• **WHAT YOU NEED TO DO**
Copy out each line of the entries below in which the string "outline" appears.

####################

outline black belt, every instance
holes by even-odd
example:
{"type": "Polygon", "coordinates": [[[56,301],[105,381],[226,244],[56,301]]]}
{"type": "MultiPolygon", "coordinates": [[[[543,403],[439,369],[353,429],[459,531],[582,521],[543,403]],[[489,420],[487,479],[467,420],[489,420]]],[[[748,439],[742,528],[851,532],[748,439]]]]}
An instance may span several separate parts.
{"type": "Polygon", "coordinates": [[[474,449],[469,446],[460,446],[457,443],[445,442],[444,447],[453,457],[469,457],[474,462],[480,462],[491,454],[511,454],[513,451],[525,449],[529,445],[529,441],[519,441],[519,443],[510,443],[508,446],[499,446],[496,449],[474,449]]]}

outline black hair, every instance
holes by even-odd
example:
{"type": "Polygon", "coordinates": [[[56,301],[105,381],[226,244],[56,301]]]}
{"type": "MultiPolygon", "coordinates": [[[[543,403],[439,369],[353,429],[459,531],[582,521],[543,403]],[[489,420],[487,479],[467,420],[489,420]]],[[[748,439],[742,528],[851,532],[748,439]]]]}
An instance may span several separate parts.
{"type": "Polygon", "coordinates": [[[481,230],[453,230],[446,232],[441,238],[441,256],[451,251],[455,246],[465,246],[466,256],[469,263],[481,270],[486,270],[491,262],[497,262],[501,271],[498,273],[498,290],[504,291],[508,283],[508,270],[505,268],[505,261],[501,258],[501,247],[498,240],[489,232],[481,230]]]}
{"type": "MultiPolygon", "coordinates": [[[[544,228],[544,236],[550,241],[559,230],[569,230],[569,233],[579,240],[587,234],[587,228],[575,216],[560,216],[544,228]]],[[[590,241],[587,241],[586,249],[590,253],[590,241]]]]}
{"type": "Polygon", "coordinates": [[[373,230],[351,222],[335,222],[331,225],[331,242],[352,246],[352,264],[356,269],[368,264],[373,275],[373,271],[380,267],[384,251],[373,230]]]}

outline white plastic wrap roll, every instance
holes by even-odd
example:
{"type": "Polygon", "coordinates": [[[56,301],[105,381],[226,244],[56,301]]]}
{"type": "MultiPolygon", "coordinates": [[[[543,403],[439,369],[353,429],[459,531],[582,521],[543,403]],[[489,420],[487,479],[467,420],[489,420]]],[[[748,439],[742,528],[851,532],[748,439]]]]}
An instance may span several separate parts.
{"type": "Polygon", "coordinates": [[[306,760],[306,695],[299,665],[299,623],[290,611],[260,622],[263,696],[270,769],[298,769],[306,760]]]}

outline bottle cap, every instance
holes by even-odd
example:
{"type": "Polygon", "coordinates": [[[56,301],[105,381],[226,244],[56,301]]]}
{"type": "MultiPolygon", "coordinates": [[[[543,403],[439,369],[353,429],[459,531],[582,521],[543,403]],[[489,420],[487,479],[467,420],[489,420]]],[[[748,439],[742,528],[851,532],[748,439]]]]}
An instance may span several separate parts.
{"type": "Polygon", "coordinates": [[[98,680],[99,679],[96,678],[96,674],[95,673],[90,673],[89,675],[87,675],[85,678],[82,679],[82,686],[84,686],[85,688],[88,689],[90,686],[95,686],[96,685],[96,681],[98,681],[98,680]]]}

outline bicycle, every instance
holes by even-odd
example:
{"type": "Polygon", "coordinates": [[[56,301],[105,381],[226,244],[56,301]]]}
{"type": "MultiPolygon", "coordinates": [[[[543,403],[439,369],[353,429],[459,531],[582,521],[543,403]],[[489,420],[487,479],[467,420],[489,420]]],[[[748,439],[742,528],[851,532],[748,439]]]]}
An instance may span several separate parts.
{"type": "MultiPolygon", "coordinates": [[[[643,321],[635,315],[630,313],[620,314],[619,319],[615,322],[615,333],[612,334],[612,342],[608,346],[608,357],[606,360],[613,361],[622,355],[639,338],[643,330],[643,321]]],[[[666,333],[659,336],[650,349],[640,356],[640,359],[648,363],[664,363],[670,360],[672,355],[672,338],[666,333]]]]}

####################

• **YOUR SOLUTION**
outline black belt, every instance
outline black hair, every instance
outline white plastic wrap roll, every instance
outline bottle cap, every instance
outline bicycle, every instance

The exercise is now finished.